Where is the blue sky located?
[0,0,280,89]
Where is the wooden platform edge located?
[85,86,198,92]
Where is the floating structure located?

-------------------------

**GIVEN REQUEST:**
Format every line of the listing as a Markdown table with the columns Row and Line, numbering each row and omitting blank lines.

**RESULT FOR THIS TASK:**
| Row | Line |
|---|---|
| 1 | Where is the blue sky located? |
| 2 | [0,0,280,89] |
| 3 | Where is the wooden platform edge located? |
| 4 | [85,86,198,92] |
| 5 | Where is the floating structure located? |